%%

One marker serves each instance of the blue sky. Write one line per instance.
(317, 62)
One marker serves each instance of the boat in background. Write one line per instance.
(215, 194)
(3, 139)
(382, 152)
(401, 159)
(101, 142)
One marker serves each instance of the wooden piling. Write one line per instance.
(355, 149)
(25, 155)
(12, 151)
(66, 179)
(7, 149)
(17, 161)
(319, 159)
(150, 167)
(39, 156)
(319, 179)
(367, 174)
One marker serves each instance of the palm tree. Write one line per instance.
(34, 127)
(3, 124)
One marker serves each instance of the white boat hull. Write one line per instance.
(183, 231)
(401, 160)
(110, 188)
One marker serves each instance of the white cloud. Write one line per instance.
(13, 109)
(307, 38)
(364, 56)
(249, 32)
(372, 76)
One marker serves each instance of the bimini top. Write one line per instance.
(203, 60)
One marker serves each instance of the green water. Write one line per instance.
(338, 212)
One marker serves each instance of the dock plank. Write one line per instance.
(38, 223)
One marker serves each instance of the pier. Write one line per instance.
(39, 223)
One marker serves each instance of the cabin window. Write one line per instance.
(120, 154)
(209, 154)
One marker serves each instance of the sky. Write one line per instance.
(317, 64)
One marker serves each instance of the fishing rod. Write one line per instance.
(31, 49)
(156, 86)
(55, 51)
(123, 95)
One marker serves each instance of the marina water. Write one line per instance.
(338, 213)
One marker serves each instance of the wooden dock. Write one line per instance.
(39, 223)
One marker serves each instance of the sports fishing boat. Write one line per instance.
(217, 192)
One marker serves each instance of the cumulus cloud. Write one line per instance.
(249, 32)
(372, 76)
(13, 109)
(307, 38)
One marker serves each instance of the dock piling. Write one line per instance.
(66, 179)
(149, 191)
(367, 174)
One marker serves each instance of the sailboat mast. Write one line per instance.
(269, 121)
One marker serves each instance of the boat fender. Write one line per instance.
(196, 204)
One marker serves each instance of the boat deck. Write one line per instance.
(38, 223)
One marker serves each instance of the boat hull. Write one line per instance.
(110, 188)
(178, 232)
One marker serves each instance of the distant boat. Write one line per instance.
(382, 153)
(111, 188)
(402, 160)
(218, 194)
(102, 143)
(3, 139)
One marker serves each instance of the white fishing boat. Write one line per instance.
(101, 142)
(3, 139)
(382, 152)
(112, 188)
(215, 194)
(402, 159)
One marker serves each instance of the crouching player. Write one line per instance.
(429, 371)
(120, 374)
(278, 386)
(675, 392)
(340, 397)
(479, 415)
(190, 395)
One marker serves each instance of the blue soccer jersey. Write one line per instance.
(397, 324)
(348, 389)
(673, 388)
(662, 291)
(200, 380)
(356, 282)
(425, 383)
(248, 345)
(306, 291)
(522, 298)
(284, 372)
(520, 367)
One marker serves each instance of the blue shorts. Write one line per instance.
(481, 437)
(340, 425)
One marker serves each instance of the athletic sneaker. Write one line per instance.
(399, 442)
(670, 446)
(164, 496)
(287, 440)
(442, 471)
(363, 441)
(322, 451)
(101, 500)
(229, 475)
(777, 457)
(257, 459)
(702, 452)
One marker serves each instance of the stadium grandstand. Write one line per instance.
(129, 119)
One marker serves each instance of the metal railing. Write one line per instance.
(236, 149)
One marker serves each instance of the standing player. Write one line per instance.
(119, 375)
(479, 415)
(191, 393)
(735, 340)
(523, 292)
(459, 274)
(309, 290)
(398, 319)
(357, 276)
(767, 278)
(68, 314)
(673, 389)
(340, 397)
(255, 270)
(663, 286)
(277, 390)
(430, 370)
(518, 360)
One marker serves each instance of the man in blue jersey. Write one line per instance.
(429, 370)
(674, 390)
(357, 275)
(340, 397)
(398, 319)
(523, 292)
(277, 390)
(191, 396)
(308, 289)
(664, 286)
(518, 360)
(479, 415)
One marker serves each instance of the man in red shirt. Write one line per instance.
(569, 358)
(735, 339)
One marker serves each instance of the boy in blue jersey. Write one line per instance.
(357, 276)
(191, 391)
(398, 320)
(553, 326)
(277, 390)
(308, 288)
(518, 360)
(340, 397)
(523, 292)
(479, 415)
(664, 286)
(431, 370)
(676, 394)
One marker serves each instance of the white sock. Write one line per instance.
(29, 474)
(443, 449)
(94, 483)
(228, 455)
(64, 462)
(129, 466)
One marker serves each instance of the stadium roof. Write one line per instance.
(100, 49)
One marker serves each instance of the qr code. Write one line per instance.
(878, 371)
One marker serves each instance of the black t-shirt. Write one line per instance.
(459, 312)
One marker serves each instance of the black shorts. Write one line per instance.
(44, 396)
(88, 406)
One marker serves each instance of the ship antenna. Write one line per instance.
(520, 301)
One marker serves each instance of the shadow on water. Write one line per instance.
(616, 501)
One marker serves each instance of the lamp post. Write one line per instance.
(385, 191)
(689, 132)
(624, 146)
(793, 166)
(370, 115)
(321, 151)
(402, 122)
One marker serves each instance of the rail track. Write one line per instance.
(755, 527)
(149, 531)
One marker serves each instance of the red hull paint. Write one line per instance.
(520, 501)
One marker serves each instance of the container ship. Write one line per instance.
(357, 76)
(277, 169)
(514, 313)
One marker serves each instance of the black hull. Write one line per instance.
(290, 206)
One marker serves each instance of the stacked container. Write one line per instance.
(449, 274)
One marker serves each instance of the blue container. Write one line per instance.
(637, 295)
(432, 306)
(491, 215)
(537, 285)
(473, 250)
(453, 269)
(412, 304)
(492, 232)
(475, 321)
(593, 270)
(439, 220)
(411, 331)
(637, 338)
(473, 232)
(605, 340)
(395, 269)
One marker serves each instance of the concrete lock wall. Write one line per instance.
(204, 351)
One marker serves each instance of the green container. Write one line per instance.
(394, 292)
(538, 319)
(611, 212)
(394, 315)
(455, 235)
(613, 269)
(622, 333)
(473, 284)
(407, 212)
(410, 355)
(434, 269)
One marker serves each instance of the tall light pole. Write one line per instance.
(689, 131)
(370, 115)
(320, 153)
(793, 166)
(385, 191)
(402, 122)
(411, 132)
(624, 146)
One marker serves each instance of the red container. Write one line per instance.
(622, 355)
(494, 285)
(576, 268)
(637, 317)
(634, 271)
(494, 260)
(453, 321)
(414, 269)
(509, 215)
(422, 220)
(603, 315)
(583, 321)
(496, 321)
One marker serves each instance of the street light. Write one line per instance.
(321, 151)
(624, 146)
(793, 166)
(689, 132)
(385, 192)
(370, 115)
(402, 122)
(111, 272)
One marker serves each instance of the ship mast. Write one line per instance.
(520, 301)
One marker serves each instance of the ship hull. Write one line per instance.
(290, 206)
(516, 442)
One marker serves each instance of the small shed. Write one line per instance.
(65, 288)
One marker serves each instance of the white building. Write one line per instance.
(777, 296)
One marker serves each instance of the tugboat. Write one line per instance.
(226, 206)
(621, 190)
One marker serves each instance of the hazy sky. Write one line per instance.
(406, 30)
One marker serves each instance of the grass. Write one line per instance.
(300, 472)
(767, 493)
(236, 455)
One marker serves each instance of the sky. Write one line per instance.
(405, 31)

%%

■ What to work on: A reply that repeats all the data exactly is required.

■ Written answer:
One marker serves each instance of the blue sky. Write one line per instance.
(317, 62)
One marker serves each instance of the boat in background. Write one line per instance.
(215, 194)
(3, 139)
(382, 152)
(401, 159)
(101, 142)
One marker serves each instance of the wooden piling. Write one line per instance.
(355, 149)
(25, 155)
(12, 151)
(66, 179)
(7, 149)
(17, 161)
(319, 159)
(150, 167)
(39, 156)
(319, 179)
(367, 174)
One marker serves each instance of the palm tree. Write one line per instance.
(34, 127)
(3, 124)
One marker serves each instance of the white boat hull. Write one line per instance.
(183, 231)
(401, 160)
(110, 188)
One marker serves each instance of the white cloud. Write one line per instance.
(13, 109)
(307, 38)
(364, 56)
(249, 32)
(372, 76)
One marker serves each instance of the bimini top. Write one line per instance.
(203, 60)
One marker serves each instance of the green water. Write one line per instance.
(338, 212)
One marker serves each instance of the dock plank. Write one line per instance.
(38, 223)
One marker serves each instance of the pier. Write one line per instance.
(39, 223)
One marker serves each instance of the cabin window. Write one line per instance.
(120, 154)
(209, 154)
One marker serves each instance of the sky. Write one line per instance.
(317, 64)
One marker serves each instance of the fishing rod. Write one line per instance.
(31, 49)
(156, 86)
(55, 51)
(123, 95)
One marker serves each instance of the marina water. Write one line per instance.
(338, 213)
One marker serves each instance of the wooden dock. Write one line per instance.
(39, 223)
One marker serves each instance of the sports fishing boat. Write one line per instance.
(217, 192)
One marker serves each instance of the cumulus cloud. Write one line per instance.
(249, 32)
(372, 76)
(13, 109)
(307, 38)
One marker serves each instance of the dock piling. Write one line per instance.
(66, 179)
(149, 191)
(367, 174)
One marker serves each instance of the sailboat mast. Write one line per instance.
(269, 121)
One marker serves each instance of the boat fender. Write one line per instance.
(196, 204)
One marker serves each instance of the boat deck. Write one line per instance.
(38, 223)
One marker serves each instance of the boat hull. Write one line per instance.
(110, 188)
(178, 232)
One marker serves each instance of the distant boat. Write one line per instance.
(382, 153)
(111, 188)
(402, 160)
(218, 194)
(102, 143)
(3, 139)
One marker serves each instance of the white fishing boat. Write one line per instance.
(101, 142)
(3, 139)
(382, 152)
(112, 188)
(215, 194)
(402, 159)
One marker serves each instance of the crouching player. Write one line per instance.
(429, 371)
(120, 374)
(278, 386)
(675, 392)
(340, 397)
(479, 415)
(190, 395)
One marker serves each instance of the blue soccer jersey. Write one line per instance.
(397, 324)
(348, 389)
(673, 388)
(662, 291)
(200, 380)
(356, 282)
(425, 383)
(248, 345)
(306, 291)
(522, 298)
(284, 372)
(520, 367)
One marker serves each instance of the blue shorts. Write one line per instance.
(481, 437)
(340, 425)
One marker serves each instance of the athletic sneaker. Write one line per instance.
(399, 442)
(670, 446)
(164, 496)
(287, 440)
(442, 471)
(363, 441)
(322, 451)
(101, 500)
(229, 475)
(777, 457)
(257, 459)
(702, 452)
One marker serves each instance of the stadium grandstand. Write one line per instance.
(129, 119)
One marker serves each instance of the metal railing. Write one line per instance.
(236, 149)
One marker serves each instance of the standing player. Write one line per instance.
(119, 375)
(479, 415)
(191, 393)
(735, 340)
(523, 292)
(459, 274)
(309, 290)
(398, 319)
(357, 276)
(767, 278)
(68, 314)
(673, 389)
(340, 397)
(255, 270)
(663, 286)
(277, 390)
(430, 370)
(518, 360)
One marker serves each instance of the man in blue jersey. Write one line per instance.
(429, 370)
(674, 390)
(357, 275)
(340, 397)
(398, 319)
(523, 292)
(277, 390)
(191, 396)
(308, 289)
(664, 286)
(518, 360)
(479, 415)
One marker serves each instance of the man in red shirt. Write one line per instance.
(569, 358)
(735, 339)
One marker serves each instance of the boy in blue jersey. Write one line per instance.
(357, 276)
(191, 391)
(398, 320)
(553, 326)
(277, 390)
(308, 288)
(518, 360)
(340, 397)
(523, 292)
(479, 415)
(664, 286)
(431, 370)
(676, 394)
One marker serves each instance of the white sock. Write one line per instance.
(29, 474)
(443, 449)
(94, 483)
(228, 455)
(64, 462)
(129, 466)
One marker serves each instance of the stadium roof. Write one line per instance.
(100, 49)
One marker serves each instance of the qr code. Write one line per instance.
(878, 371)
One marker serves each instance of the black t-shirt. Write one line per instance.
(459, 312)
One marker serves each instance of the black shorts. Write one line per instance.
(44, 396)
(88, 406)
One marker serves each instance of the ship antenna. Write one line per instance.
(520, 301)
One marker serves each instance of the shadow on water. Write one line per instance.
(616, 501)
One marker serves each instance of the lamp post. Write one line per instance.
(385, 191)
(689, 132)
(624, 146)
(793, 166)
(370, 115)
(321, 151)
(402, 122)
One marker serves each instance of the rail track. Write one line per instance.
(755, 527)
(149, 531)
One marker serves each instance of the red hull paint. Write one line per instance.
(520, 501)
One marker serves each instance of the container ship. Write one line per instance.
(357, 76)
(277, 169)
(514, 313)
One marker serves each instance of the black hull. Write one line per instance.
(290, 206)
One marker serves each instance of the stacked container. Write one line per instance.
(449, 274)
One marker serves each instance of the blue container. Write one line per instance.
(637, 295)
(432, 306)
(491, 215)
(537, 285)
(473, 250)
(453, 269)
(412, 304)
(492, 232)
(475, 321)
(593, 270)
(439, 220)
(411, 331)
(637, 338)
(473, 232)
(605, 340)
(395, 269)
One marker serves each instance of the concrete lock wall. Write one line per instance.
(204, 351)
One marker serves each instance of the green container. Write one line per instance.
(394, 292)
(538, 319)
(611, 212)
(394, 315)
(455, 235)
(613, 269)
(622, 333)
(473, 284)
(407, 212)
(410, 355)
(434, 269)
One marker serves each instance of the tall light pole. Write one line per instance.
(689, 131)
(370, 115)
(320, 153)
(793, 166)
(385, 191)
(402, 122)
(411, 132)
(624, 146)
One marker serves each instance of the red container. Write one line per instance.
(622, 355)
(494, 285)
(576, 268)
(637, 317)
(634, 271)
(494, 260)
(453, 321)
(414, 269)
(509, 215)
(422, 220)
(603, 315)
(583, 321)
(496, 321)
One marker serves each instance of the street light. Write one line per instance.
(321, 151)
(624, 146)
(793, 166)
(689, 132)
(385, 192)
(370, 115)
(402, 122)
(111, 272)
One marker serves each instance of the ship mast. Write one line per instance.
(520, 301)
One marker serves each instance of the ship hull. Write one line per instance.
(290, 206)
(516, 442)
One marker serves each instance of the small shed. Write one line per instance.
(65, 288)
One marker serves each instance of the white building. Write one line per instance.
(777, 296)
One marker serves each instance of the tugboat. Write one line per instance.
(226, 206)
(621, 190)
One marker serves each instance of the hazy sky. Write one line per instance.
(406, 30)
One marker serves each instance of the grass. Write one line per instance.
(300, 472)
(767, 493)
(236, 455)
One marker serves each instance of the sky. Write one line per instance.
(405, 31)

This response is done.